(DOCUMENT SEGMENT)

Aluminum is everywhere — our kitchens, our cars, our offices and even our backyards. It can take hundreds of shapes and dozens of appearances. Really, it is hard to imagine modern life without it. Aluminum, like most metals, can be recycled endless times. The ease with which households can get it to recyclers varies depending on the form it takes. But, since it is so prolific, most communities have multiple solutions for recycling aluminum.

Hundreds of items made with aluminum

Aluminum begins life as bauxite, a substance found in abundance in the earth’s crust. The bauxite is mined and sent to refiners for processing. The first step is removing the aluminum oxide, a white powder with the consistency of sugar. Electricity is applied to separate the aluminum from the oxygen. Small amounts of additional metals, such as copper and magnesium, are mixed in to prevent corrosion and add other beneficial characteristics. Aluminum is ubiquitous because it is readily available and has many beneficial properties. It is lightweight yet very strong. It does not rust and will not create sparks if something hits it. It conducts heat and electricity well, but it will not burn and will not create toxic fumes even if heated to very high temperatures. It can also be recycled over and over again — infinitely. For all those reasons and more, hundreds of products are made with aluminum. In the kitchen you will find soda, beer and other beverages in aluminum cans. Pots, cookie sheets and other cooking equipment are made with aluminum to take advantage of its heat-conducting properties. Peek in the fridge and you will likely find something covered in aluminum foil. Aluminum shows up in entertainment items as well. You will probably find it in things like lawn chairs and barbecues. Sporting equipment such as baseball bats and lacrosse sticks are frequently made with the metal. Wiring in electronics can be made from aluminum. In a big shift for the automotive industry, car manufacturers are starting to look into using more aluminum. Ford’s new F-150 pickup truck, the top-selling vehicle in the U.S., will be made with aluminum. Electric car manufacturer Arcimoto in Eugene, OR, is making its futuristic frame out of aluminum. A recent piece in The Wall Street Journal says the automotive industry represents a huge new opportunity for aluminum smelters, who have seen a decline in business as the microbrewery industry moved to bottling beer in glass rather than cans. aluminum-recycling.jpg

Aluminum is easy to recycle

An old aluminum step ladder gets recycled the same way as a used aluminum can. The American Beverage Association provides a great description of the process. First, aluminum products are transported to a specialized manufacturer called a smelter. They are shredded and brought to their melting temperature of 1,400º F. The liquid metal is poured into bars called ingots, which can weigh up to 40,000 pounds. The ingots are sold to people looking to create new products. Manufacturing brand-new aluminum takes a tremendous amount of energy. By contrast, aluminum can producers state that they can reduce their carbon emissions by 95% when they use recycled aluminum instead of virgin aluminum.

(EXERCISE DESCRIPTION) List every company, organization, or publication named in the aluminum article. The records that follow this article come from a separate, unrelated source.

(SOURCE DATA)
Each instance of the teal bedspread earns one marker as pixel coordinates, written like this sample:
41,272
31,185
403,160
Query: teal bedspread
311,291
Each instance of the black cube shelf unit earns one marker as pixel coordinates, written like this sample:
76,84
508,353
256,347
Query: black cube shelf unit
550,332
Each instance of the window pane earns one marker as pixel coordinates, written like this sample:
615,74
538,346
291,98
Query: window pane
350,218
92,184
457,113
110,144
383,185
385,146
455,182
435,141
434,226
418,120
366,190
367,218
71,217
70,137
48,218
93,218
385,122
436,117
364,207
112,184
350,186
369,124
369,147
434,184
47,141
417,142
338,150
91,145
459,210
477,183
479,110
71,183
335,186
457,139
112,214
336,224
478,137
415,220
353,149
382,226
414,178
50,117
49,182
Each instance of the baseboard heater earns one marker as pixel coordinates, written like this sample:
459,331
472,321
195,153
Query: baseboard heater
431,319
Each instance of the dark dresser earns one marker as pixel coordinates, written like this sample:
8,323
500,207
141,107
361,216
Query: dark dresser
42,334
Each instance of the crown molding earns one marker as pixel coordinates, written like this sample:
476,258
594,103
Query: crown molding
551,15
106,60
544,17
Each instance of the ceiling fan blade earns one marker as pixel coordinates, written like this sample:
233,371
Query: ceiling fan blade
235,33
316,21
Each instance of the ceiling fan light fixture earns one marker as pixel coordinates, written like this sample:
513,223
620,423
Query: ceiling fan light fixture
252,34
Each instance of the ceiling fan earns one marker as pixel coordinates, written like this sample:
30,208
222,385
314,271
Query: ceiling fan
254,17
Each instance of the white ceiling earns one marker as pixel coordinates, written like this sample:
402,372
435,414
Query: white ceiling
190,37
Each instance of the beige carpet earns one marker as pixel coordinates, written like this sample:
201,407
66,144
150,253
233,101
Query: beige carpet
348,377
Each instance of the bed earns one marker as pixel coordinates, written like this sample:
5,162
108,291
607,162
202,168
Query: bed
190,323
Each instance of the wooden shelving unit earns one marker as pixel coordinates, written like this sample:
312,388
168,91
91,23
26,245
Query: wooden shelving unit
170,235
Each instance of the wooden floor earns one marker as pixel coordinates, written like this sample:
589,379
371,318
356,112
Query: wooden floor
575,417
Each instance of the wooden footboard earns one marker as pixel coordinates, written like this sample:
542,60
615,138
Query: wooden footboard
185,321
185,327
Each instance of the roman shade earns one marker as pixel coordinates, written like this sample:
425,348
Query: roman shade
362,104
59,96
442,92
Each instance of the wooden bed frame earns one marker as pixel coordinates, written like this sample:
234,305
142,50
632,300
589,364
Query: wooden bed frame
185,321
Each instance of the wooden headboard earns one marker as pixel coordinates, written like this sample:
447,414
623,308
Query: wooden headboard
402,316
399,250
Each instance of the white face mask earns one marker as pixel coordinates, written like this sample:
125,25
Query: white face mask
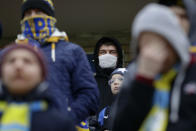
107,61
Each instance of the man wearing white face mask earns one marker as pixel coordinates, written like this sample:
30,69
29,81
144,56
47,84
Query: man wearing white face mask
107,57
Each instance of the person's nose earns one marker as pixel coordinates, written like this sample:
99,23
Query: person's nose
32,13
18,65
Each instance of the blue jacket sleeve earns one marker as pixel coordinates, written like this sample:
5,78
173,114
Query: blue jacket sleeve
84,87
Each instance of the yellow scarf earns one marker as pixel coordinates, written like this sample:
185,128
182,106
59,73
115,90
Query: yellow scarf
157,119
17,116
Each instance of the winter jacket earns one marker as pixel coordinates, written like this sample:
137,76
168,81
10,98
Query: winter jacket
71,80
135,102
102,75
51,119
136,97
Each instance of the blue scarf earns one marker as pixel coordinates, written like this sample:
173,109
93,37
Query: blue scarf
38,27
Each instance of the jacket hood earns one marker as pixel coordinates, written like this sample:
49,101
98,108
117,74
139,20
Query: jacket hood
161,20
191,12
100,42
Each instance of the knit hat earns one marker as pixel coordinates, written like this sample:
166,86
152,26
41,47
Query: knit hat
172,3
33,50
44,5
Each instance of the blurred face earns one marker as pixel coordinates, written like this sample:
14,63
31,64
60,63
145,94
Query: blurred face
115,83
21,71
108,49
182,17
34,12
158,47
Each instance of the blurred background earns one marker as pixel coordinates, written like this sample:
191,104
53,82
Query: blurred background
85,21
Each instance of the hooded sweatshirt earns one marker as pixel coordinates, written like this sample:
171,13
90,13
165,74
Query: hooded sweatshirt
102,75
136,97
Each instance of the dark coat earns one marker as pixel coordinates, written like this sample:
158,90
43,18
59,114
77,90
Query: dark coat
51,119
71,80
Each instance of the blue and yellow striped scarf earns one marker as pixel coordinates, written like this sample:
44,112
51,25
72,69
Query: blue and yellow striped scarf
17,116
157,119
83,126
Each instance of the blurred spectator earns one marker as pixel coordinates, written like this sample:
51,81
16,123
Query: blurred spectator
162,94
25,103
70,78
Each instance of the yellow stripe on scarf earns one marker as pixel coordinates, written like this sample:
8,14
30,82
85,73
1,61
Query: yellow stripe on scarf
157,118
17,116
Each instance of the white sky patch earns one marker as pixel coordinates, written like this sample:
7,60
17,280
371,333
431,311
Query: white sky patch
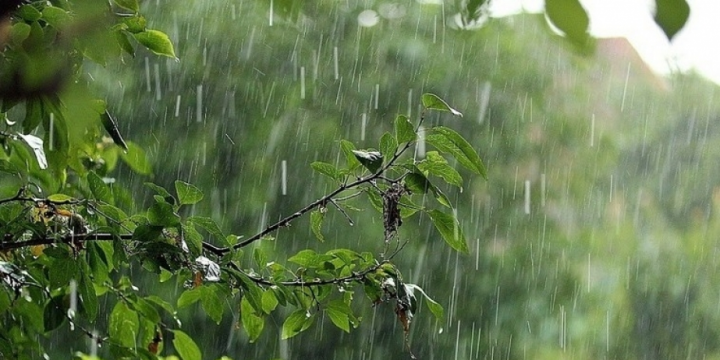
694,47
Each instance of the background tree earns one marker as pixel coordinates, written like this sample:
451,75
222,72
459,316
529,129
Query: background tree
535,282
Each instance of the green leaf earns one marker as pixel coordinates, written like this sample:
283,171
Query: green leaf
136,159
347,149
61,271
147,233
252,322
29,13
59,198
156,41
33,113
433,102
671,15
55,313
339,313
296,323
124,42
372,160
131,5
147,310
304,258
19,32
124,325
162,214
89,297
188,194
450,142
435,164
134,24
36,144
388,146
55,16
434,307
161,191
570,17
404,131
208,225
316,218
269,301
450,230
99,188
211,303
189,297
185,346
326,169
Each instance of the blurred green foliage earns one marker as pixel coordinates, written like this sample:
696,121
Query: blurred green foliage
594,235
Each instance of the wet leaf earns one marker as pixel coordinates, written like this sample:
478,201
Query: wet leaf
156,41
436,165
388,146
59,198
211,303
571,18
316,218
29,13
433,102
450,230
371,160
208,225
124,325
162,214
55,313
185,346
136,159
188,194
269,301
296,323
347,149
112,129
450,142
671,15
131,5
55,16
89,297
99,188
326,169
339,313
189,297
252,322
36,144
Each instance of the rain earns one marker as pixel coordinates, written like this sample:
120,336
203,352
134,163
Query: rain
594,236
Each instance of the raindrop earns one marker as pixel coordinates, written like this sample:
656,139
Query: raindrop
158,93
336,65
198,110
147,74
283,166
363,123
52,127
484,101
377,95
409,112
627,77
527,197
302,82
420,147
177,106
592,130
543,184
368,18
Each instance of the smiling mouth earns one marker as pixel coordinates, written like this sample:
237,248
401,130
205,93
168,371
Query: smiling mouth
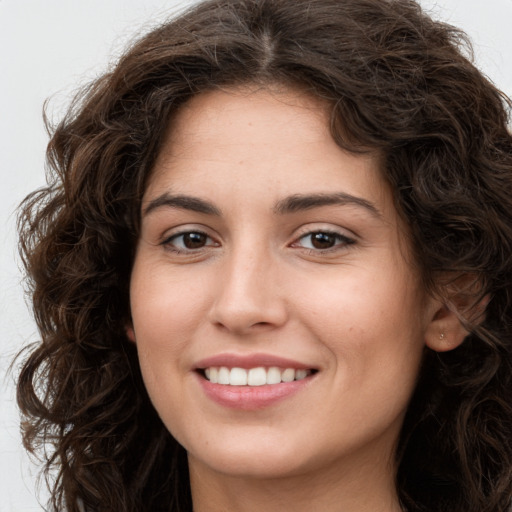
259,376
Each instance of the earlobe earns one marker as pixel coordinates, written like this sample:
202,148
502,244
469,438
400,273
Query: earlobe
130,333
445,330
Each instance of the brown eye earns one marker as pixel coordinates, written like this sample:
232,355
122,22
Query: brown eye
194,240
188,241
323,240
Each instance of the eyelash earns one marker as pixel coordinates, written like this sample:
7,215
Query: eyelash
169,242
340,241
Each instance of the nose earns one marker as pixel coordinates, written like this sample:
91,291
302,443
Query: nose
249,295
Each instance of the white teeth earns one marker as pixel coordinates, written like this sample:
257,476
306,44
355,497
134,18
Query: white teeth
253,377
223,377
257,377
214,375
238,377
273,375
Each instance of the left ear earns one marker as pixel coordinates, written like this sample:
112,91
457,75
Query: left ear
130,333
459,306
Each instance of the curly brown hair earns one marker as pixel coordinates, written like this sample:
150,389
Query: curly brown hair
397,82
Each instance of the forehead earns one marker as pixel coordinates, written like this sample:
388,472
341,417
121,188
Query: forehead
281,135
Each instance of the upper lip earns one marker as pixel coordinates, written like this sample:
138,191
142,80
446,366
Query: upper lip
250,361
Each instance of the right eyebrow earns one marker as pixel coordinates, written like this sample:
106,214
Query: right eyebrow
183,202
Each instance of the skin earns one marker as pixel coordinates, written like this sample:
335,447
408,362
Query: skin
255,283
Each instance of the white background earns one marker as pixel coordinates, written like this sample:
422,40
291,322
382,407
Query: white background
47,49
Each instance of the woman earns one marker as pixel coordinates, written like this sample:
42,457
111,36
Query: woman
272,270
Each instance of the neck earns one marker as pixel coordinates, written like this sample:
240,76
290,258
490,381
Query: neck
365,487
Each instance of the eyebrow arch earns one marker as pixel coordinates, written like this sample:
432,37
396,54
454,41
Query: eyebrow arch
184,202
299,202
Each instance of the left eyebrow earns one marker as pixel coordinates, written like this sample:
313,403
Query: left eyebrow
299,202
183,202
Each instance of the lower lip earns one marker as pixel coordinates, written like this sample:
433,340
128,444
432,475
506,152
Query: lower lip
252,397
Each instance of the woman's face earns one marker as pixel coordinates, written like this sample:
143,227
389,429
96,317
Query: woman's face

(OUTPUT OF THE TASK) Ford, Arcimoto, The Wall Street Journal, The American Beverage Association